Problem requirements: Write out the complete material exactly as it stands.

[Excerpts of location labeling data]
-- Begin --
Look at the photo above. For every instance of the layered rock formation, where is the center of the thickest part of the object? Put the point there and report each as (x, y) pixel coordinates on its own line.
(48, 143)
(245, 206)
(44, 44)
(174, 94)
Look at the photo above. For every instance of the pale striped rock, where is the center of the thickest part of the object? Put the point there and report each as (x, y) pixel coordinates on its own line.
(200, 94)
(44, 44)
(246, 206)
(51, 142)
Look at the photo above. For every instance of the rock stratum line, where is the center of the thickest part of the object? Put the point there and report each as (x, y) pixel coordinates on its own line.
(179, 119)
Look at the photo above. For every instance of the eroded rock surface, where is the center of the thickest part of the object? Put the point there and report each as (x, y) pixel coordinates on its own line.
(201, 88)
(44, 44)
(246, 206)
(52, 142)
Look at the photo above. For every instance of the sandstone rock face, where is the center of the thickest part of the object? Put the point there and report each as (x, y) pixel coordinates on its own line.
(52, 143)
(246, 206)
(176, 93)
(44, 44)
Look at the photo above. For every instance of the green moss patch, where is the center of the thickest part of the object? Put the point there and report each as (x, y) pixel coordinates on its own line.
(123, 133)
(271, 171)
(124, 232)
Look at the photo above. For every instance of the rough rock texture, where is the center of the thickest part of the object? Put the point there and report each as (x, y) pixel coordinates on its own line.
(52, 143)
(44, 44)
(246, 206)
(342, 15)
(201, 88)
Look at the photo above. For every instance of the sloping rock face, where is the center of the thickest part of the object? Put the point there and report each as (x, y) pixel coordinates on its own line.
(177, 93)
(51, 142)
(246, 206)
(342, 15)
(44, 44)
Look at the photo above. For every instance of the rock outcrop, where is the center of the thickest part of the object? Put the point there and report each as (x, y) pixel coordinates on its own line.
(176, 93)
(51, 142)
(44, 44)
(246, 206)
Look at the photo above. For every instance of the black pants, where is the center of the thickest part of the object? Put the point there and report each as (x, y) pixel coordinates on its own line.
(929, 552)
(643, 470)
-- End --
Reply:
Look at the photo above. For every instance of the layered rock formation, where is the center of the thickest part of the object? Put the point there and report each as (x, y) pixel coordinates on its own line.
(48, 143)
(245, 206)
(44, 44)
(174, 94)
Look at the photo above. For every instance of the pale striped rock, where is the center of the thickest part of the object? Put the point there and report each as (x, y) pixel coordinates on its own line.
(200, 94)
(44, 44)
(246, 206)
(51, 142)
Look at the photo above. For every instance of the rock stratum line, where is the center of the thickest part of the object? Put the point there and report each as (x, y) pixel coordinates on its own line.
(179, 119)
Look at the photo above. For every instance of the eroded rock surface, where is the center of the thickest part of the object? Put the point there and report each as (x, y) pixel coordinates on its own line.
(201, 88)
(44, 44)
(246, 206)
(52, 142)
Look at the photo above. For every instance of the sandstone rock face, where is the center of the thickest part of the object? Put the point there and report each as (x, y) pixel coordinates on its own line.
(52, 143)
(246, 206)
(176, 93)
(44, 44)
Look at the photo above. For every instance of the green moss patch, where is the center of the thickest part of the object? Put the point there and report each as (x, y) pixel coordinates on its own line.
(123, 133)
(271, 171)
(124, 232)
Look at the photo above. For every instance of the rough rock texture, where is the center of the thickest part of the object? Put the point there and report each as (x, y) pixel coordinates on its own line.
(52, 143)
(44, 44)
(246, 206)
(342, 15)
(201, 88)
Look at the photo above. For every instance of the sloping rock face, where is the center of the thickest part of the object? Put the point there and report each as (x, y) pixel coordinates on its own line.
(177, 93)
(51, 142)
(246, 206)
(342, 15)
(44, 44)
Look at the photo above. For every instance of the rock outcrop, where is the center of the thickest part of the object? Put the point there and report each as (x, y) pixel coordinates on its own line.
(176, 93)
(51, 142)
(44, 44)
(246, 206)
Look at the photo above. For every instance of the black pants, where is the center of the thickest part of the object? Put the point there and report each as (x, y) pixel coordinates on its own line.
(929, 552)
(643, 470)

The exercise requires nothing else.